## AIM OF THE EXERCISE
Rewrite the material starting with the line with "One point goes on each instance of the copper pot, as" and going on through the line with "Target: irish soda bread", replacing "herb flecks" with "herb specks" and leaving everything else unchanged.

## begin DATASET RECORDS

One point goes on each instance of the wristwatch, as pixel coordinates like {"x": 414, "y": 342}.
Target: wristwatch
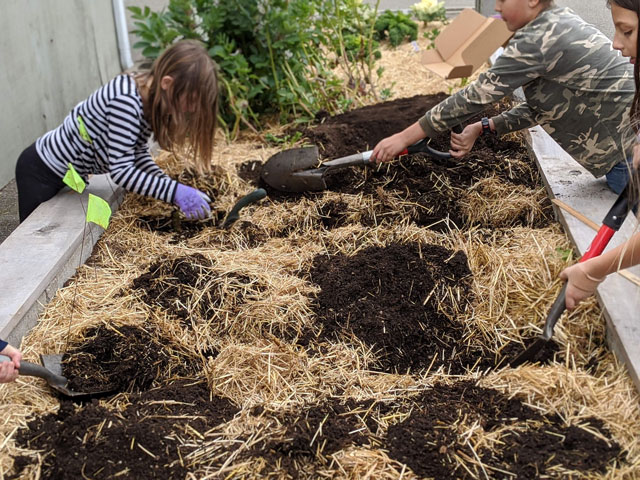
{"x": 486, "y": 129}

## end DATASET RECORDS
## begin DATASET RECORDS

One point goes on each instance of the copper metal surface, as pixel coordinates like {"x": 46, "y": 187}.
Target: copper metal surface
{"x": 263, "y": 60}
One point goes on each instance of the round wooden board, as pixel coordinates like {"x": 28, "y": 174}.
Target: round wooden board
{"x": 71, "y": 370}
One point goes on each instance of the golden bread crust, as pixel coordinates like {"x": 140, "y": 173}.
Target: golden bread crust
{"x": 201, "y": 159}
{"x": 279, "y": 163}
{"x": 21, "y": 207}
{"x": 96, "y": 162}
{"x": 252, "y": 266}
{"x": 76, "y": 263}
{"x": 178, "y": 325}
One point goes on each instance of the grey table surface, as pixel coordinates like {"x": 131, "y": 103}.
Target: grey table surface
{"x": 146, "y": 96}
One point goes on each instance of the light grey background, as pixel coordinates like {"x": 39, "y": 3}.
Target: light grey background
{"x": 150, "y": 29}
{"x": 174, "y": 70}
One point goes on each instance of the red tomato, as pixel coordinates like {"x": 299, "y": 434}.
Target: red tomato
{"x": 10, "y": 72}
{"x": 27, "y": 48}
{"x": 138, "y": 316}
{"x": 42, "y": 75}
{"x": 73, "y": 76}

## end DATASET RECORDS
## begin DATASET RECORDS

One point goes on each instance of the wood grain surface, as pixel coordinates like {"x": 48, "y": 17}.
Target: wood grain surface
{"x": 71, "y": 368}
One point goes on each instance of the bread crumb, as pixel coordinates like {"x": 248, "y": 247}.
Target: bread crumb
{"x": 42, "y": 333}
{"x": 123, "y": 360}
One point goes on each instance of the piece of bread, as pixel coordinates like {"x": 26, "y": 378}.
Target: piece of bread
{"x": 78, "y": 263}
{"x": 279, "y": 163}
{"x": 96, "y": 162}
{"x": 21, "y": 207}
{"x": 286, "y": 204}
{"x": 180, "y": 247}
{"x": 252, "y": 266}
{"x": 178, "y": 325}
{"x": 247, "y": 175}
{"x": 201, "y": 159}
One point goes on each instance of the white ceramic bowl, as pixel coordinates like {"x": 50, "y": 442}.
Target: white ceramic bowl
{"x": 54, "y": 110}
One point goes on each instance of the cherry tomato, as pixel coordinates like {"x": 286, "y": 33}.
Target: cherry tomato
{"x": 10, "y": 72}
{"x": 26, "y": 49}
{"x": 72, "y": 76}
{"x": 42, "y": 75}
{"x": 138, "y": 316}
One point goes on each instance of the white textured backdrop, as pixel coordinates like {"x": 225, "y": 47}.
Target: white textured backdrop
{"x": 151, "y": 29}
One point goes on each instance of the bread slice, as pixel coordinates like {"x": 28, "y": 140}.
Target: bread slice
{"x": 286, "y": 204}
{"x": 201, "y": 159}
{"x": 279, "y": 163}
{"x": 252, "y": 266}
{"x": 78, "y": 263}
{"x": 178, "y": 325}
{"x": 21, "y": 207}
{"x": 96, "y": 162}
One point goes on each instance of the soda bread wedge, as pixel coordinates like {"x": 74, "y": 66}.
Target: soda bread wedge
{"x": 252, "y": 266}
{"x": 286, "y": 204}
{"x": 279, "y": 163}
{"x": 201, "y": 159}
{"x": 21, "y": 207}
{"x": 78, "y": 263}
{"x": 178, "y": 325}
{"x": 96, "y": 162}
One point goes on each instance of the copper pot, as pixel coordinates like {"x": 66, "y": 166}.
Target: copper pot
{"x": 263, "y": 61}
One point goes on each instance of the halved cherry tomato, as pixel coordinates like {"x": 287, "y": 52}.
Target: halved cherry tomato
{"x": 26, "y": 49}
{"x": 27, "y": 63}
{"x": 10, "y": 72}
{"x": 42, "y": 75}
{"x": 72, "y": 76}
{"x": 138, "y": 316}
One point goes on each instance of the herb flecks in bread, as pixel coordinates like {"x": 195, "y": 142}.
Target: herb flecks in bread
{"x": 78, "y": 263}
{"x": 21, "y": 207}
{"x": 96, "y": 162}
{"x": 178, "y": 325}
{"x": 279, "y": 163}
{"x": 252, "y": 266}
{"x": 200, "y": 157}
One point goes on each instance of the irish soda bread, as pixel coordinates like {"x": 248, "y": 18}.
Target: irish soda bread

## end DATASET RECORDS

## THE RESPONSE
One point goes on each instance of the copper pot, as pixel coordinates like {"x": 66, "y": 166}.
Target: copper pot
{"x": 263, "y": 61}
One point goes on each instance of the halved cherry tomato, as pixel coordinates like {"x": 287, "y": 52}.
Target: halved cherry tomato
{"x": 26, "y": 49}
{"x": 27, "y": 63}
{"x": 10, "y": 72}
{"x": 42, "y": 75}
{"x": 72, "y": 76}
{"x": 138, "y": 316}
One point goes on each instance of the herb specks in bread, as pixel coordinates like {"x": 195, "y": 142}.
Target: herb specks in bread
{"x": 78, "y": 263}
{"x": 21, "y": 207}
{"x": 96, "y": 162}
{"x": 178, "y": 325}
{"x": 279, "y": 163}
{"x": 252, "y": 266}
{"x": 200, "y": 157}
One point goes on each instance of the irish soda bread, as pixel coordinates like {"x": 248, "y": 18}.
Target: irish soda bread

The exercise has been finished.